■ **WRITTEN TASKS**
1) In the scouting report on Leal, reproduce the passage starting with "Leal is No." and going on through "how he reacts.", swapping "arm extension" for "reach".
2) For each statement about the scouting report on Leal, answer yes or no and quote the words of the report that decide it. (a) Leal wears No. 8. (b) Leal records several sacks in this game. (c) On the read-option play, Howell pulls the ball and runs it himself.
3) Continue the scouting report on Leal from its last sentence.

■ **QUOTED TEXT**
* * * * *

What I found was encouraging. Leal disappears at times, but when he does it’s more a product of bad technique than lack of effort. He doesn’t make any splash plays in this game — no sacks, forced fumbles or big hits that would make a highlight reel — but his presence is felt in other ways. You can see why the Steelers like him, and how, with time to develop under position coach Karl Dunbar, he could become a fixture on their defensive line.
Leal is No. 8 and is circled in most clips. He plays outside, at the 5-tech, in nearly all of them.
First, Leal (left edge) shows off one of his best traits — his arm extension. He uses his hands very well, in both his pass rush and to defend the run. Here, he wins inside on Carolina’s right tackle and uses his leverage advantage to jolt him backwards. Once the tackle is on his heels, Leal drives him into the lap of quarterback Sam Howell, forcing an incompletion:
Next, we see Leal against a read-option concept. Leal is such a good run defender that Carolina often tried to neutralize him by reading him. Read-options are frequently used against the opponent’s best or most aggressive defender. Rather than block him, offenses try to make him wrong no matter how he reacts.
Here, Carolina runs inside zone to the right while Howell reads Leal, who is the edge to his left. If Leal sits back, Howell will give the football. If Leal pursues, Howell will pull it and run. Leal plays this well by muddying Howell’s read. He doesn’t commit one way or the other. Instead, he stays square and shuffles down the line, making it difficult for Howell to decide whether to give the ball or pull it. With the alley player coming, too, Howell makes the safe play and gives the ball to the back. Leal still manages to pursue the play and make the tackle for a short gain:
(Side note — Carolina had a 2nd level RPO built into this play, too, with the slot receiver running an out-cut. If Howell had pulled the football, he could have either run it or thrown the out, depending on the reaction of the alley defender. The blitz from A&M forced him to give the ball, making the second read moot. Still, this play shows how intricate read-options have become, and makes me wonder how far Matt Canada will take them with the Pittsburgh offense.)

* * * * *

■ **DATASET EXTRACT**

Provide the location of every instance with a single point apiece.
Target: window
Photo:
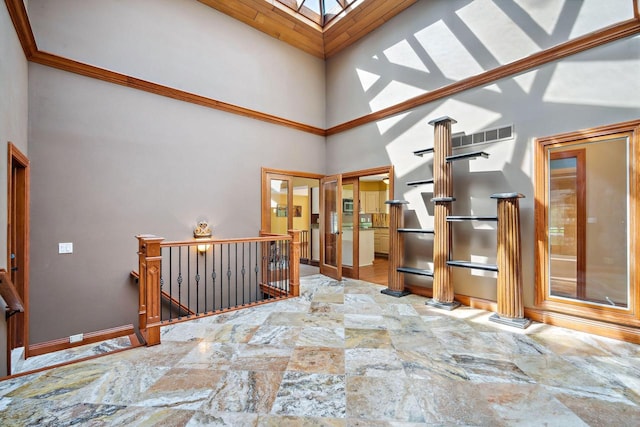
(587, 204)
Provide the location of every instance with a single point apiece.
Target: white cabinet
(370, 201)
(382, 198)
(381, 240)
(366, 253)
(315, 199)
(315, 244)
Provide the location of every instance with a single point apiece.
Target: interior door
(18, 243)
(331, 226)
(279, 194)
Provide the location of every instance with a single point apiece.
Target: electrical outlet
(65, 248)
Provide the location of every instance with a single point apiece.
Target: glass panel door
(350, 230)
(330, 226)
(588, 225)
(280, 216)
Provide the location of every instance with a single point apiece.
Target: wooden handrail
(262, 238)
(150, 294)
(10, 295)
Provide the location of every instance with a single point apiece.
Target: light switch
(65, 248)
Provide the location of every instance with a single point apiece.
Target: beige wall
(400, 61)
(109, 162)
(13, 128)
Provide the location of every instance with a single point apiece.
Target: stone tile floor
(342, 354)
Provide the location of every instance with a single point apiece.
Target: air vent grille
(483, 137)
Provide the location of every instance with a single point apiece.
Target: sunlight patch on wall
(418, 206)
(386, 124)
(596, 83)
(526, 80)
(400, 150)
(394, 93)
(453, 60)
(367, 79)
(403, 54)
(505, 40)
(546, 14)
(482, 206)
(471, 118)
(493, 88)
(595, 15)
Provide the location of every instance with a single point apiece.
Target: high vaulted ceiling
(287, 20)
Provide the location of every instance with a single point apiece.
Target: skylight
(319, 11)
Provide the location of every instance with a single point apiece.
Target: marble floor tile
(325, 360)
(302, 394)
(382, 398)
(367, 338)
(342, 354)
(321, 337)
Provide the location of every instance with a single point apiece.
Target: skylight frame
(324, 17)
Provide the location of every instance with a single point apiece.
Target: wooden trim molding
(591, 326)
(576, 309)
(65, 64)
(18, 13)
(20, 20)
(572, 47)
(88, 338)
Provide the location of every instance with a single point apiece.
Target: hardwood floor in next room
(377, 273)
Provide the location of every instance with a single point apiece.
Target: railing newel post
(149, 304)
(294, 264)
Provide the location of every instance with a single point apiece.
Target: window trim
(631, 315)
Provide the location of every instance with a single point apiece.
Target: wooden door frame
(334, 272)
(266, 175)
(18, 243)
(354, 270)
(581, 215)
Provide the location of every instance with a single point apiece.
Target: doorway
(291, 200)
(347, 224)
(18, 244)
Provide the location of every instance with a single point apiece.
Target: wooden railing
(188, 279)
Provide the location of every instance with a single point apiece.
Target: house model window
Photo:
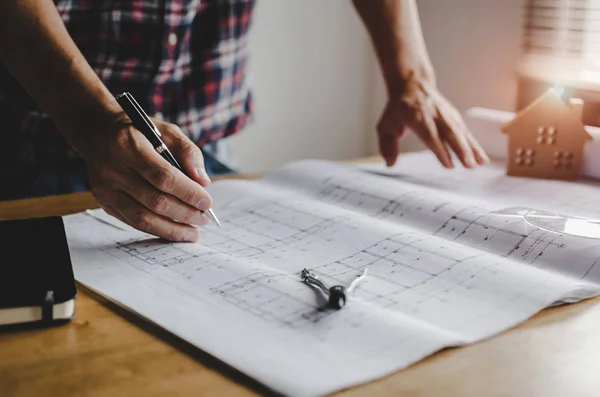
(547, 138)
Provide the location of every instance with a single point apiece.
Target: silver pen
(142, 122)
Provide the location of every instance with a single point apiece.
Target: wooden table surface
(106, 352)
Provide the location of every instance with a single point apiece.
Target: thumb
(185, 152)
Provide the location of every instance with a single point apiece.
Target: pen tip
(210, 213)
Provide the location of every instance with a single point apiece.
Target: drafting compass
(337, 294)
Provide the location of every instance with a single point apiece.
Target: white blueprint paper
(441, 272)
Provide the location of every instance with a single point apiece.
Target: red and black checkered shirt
(185, 61)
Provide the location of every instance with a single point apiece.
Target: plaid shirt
(184, 61)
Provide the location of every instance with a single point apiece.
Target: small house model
(547, 138)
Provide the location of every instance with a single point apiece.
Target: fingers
(168, 179)
(426, 129)
(388, 145)
(459, 138)
(185, 151)
(480, 155)
(161, 203)
(133, 213)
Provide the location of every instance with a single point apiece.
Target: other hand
(133, 183)
(421, 108)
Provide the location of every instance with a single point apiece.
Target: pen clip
(142, 113)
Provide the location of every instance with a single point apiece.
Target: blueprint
(443, 270)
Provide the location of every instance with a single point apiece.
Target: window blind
(561, 41)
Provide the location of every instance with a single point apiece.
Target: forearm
(395, 31)
(37, 49)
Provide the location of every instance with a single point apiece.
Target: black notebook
(36, 275)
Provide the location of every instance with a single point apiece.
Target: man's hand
(133, 183)
(413, 99)
(129, 179)
(422, 109)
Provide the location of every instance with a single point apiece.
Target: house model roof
(550, 109)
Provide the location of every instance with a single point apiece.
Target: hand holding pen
(134, 183)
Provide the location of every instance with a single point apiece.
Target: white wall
(318, 87)
(474, 47)
(309, 66)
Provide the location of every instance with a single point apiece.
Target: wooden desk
(104, 352)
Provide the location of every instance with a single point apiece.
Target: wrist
(402, 76)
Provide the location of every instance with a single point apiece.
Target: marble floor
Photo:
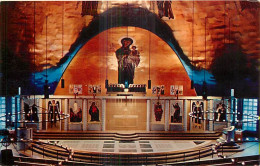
(146, 146)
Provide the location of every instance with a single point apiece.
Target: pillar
(210, 117)
(103, 115)
(66, 112)
(84, 115)
(148, 115)
(166, 127)
(185, 115)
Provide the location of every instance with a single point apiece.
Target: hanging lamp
(192, 41)
(204, 85)
(46, 87)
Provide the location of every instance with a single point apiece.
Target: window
(249, 111)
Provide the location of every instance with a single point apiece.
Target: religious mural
(31, 110)
(128, 59)
(198, 110)
(54, 111)
(75, 110)
(176, 111)
(158, 111)
(220, 110)
(94, 110)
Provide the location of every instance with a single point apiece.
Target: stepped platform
(125, 136)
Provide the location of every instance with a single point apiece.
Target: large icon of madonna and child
(127, 60)
(94, 110)
(75, 106)
(176, 111)
(158, 111)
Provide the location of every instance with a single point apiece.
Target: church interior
(137, 82)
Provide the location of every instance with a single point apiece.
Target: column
(21, 112)
(210, 117)
(103, 125)
(148, 115)
(85, 115)
(185, 115)
(66, 112)
(166, 127)
(40, 111)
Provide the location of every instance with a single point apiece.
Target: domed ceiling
(37, 35)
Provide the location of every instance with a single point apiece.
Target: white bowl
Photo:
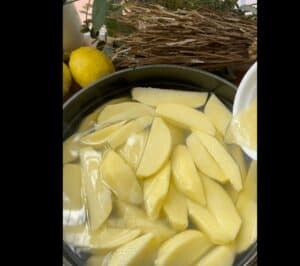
(247, 91)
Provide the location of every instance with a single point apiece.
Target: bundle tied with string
(204, 38)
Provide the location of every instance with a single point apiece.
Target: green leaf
(99, 13)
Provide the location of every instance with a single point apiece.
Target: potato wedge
(186, 117)
(98, 196)
(183, 249)
(71, 147)
(177, 134)
(72, 187)
(133, 149)
(124, 111)
(203, 160)
(218, 113)
(238, 156)
(91, 118)
(101, 136)
(137, 252)
(247, 208)
(218, 256)
(185, 175)
(73, 205)
(136, 218)
(107, 239)
(203, 219)
(175, 208)
(157, 149)
(121, 136)
(120, 178)
(229, 167)
(155, 96)
(222, 207)
(155, 191)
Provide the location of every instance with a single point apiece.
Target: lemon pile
(86, 65)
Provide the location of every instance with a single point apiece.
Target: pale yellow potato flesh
(71, 148)
(72, 198)
(91, 119)
(73, 205)
(221, 206)
(175, 209)
(120, 178)
(97, 195)
(157, 150)
(124, 111)
(225, 161)
(218, 256)
(203, 160)
(247, 207)
(183, 249)
(186, 117)
(177, 134)
(155, 191)
(119, 137)
(136, 218)
(218, 114)
(101, 136)
(132, 150)
(155, 96)
(107, 239)
(238, 156)
(203, 219)
(137, 252)
(185, 175)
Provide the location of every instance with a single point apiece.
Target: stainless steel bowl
(119, 84)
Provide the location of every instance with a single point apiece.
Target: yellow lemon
(67, 79)
(87, 64)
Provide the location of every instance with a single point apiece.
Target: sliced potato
(77, 236)
(203, 160)
(73, 206)
(155, 96)
(155, 191)
(71, 147)
(107, 239)
(218, 113)
(186, 117)
(223, 158)
(137, 252)
(185, 175)
(157, 149)
(91, 119)
(98, 196)
(218, 256)
(72, 187)
(222, 207)
(203, 219)
(120, 178)
(175, 208)
(121, 136)
(124, 111)
(247, 207)
(183, 249)
(98, 260)
(177, 134)
(136, 218)
(100, 136)
(133, 149)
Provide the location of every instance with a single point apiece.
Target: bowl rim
(248, 260)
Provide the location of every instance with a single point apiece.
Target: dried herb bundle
(206, 38)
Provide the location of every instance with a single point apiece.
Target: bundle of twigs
(205, 38)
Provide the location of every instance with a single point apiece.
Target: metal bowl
(119, 84)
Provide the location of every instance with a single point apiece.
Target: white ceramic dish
(246, 92)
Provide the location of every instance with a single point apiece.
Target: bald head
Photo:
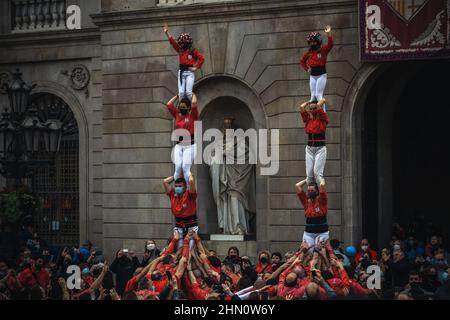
(312, 291)
(291, 279)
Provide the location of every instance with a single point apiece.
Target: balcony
(37, 15)
(166, 3)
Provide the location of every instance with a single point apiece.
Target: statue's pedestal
(222, 242)
(226, 237)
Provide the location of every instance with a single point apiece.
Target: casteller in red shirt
(190, 57)
(184, 121)
(183, 206)
(317, 58)
(316, 122)
(314, 208)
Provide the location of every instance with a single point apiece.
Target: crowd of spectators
(413, 266)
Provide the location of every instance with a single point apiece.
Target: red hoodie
(317, 58)
(191, 57)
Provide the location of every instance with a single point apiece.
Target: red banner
(404, 29)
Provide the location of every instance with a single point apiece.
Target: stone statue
(233, 186)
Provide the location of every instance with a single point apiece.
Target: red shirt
(317, 124)
(27, 278)
(184, 122)
(43, 278)
(199, 293)
(183, 206)
(372, 254)
(299, 290)
(132, 284)
(260, 269)
(317, 58)
(316, 208)
(191, 57)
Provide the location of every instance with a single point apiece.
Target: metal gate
(58, 187)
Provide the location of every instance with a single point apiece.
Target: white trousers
(317, 86)
(183, 158)
(185, 84)
(315, 238)
(315, 159)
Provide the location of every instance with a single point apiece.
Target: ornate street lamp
(7, 132)
(32, 130)
(52, 135)
(18, 93)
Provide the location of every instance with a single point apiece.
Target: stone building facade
(252, 49)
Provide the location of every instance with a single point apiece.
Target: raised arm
(167, 181)
(192, 188)
(171, 106)
(96, 284)
(303, 106)
(329, 44)
(184, 258)
(172, 41)
(300, 185)
(322, 186)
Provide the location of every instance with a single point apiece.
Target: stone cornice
(50, 37)
(217, 10)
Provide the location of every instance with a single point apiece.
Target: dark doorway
(421, 157)
(404, 156)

* * * * *

■ **THE ANSWERS**
1)
Leal is No. 8 and is circled in most clips. He plays outside, at the 5-tech, in nearly all of them.
First, Leal (left edge) shows off one of his best traits — his reach. He uses his hands very well, in both his pass rush and to defend the run. Here, he wins inside on Carolina’s right tackle and uses his leverage advantage to jolt him backwards. Once the tackle is on his heels, Leal drives him into the lap of quarterback Sam Howell, forcing an incompletion:
Next, we see Leal against a read-option concept. Leal is such a good run defender that Carolina often tried to neutralize him by reading him. Read-options are frequently used against the opponent’s best or most aggressive defender. Rather than block him, offenses try to make him wrong no matter how he reacts.

2)
(a) Yes: "Leal is No. 8 and is circled in most clips."
(b) No: "He doesn’t make any splash plays in this game — no sacks, forced fumbles or big hits that would make a highlight reel"
(c) No: "Howell makes the safe play and gives the ball to the back."

3)
In this next clip, we see another example of how well Leal neutralizes blockers with his hands. He’s on the back side of a GT Counter by Carolina — “GT” means the guard and tackle are pulling — and the H-back is tasked with cutting off Leal. Leal is too strong, though. He stands the H-back up with a good strike to the chest, then plays off him to make the tackle:
On the next play, Carolina runs at Leal. They again assign the H-back to him, and the result is the same. Leal is simply too strong to block with anyone other than a lineman:
Next, Leal, who to this point had used bull and speed rushes to pressure Howell, changes things up with an up-and-under move. His second step is hard to the outside, which gets the offensive tackle leaning that way. Leal then redirects across his face. He has the tackle beat, until the guard grabs Leal, drawing a holding penalty. This is a nice counter move by Leal that showcases his pass rush repertoire:
In the second half, A&M began to twist and stunt. On this play, Leal, who is the edge to the right of the front, comes inside on a gap exchange with the tackle. Carolina’s guard and tackle do a nice job trading off and picking up the stunt. But Leal uses a nice rip move to drive the guard into the A-gap. When he can’t beat the guard inside, he spins back out, showing good tenacity:
In Pittsburgh, a stunt like this would likely be paired with a cross-fire from the opposite backer. Rather than have him fall into coverage, the backer would blow the B-gap between the guard and tackle where the gap-exchange creates a seam. A player like Leal, who can move quickly and displace offensive linemen, can be useful in these schemes.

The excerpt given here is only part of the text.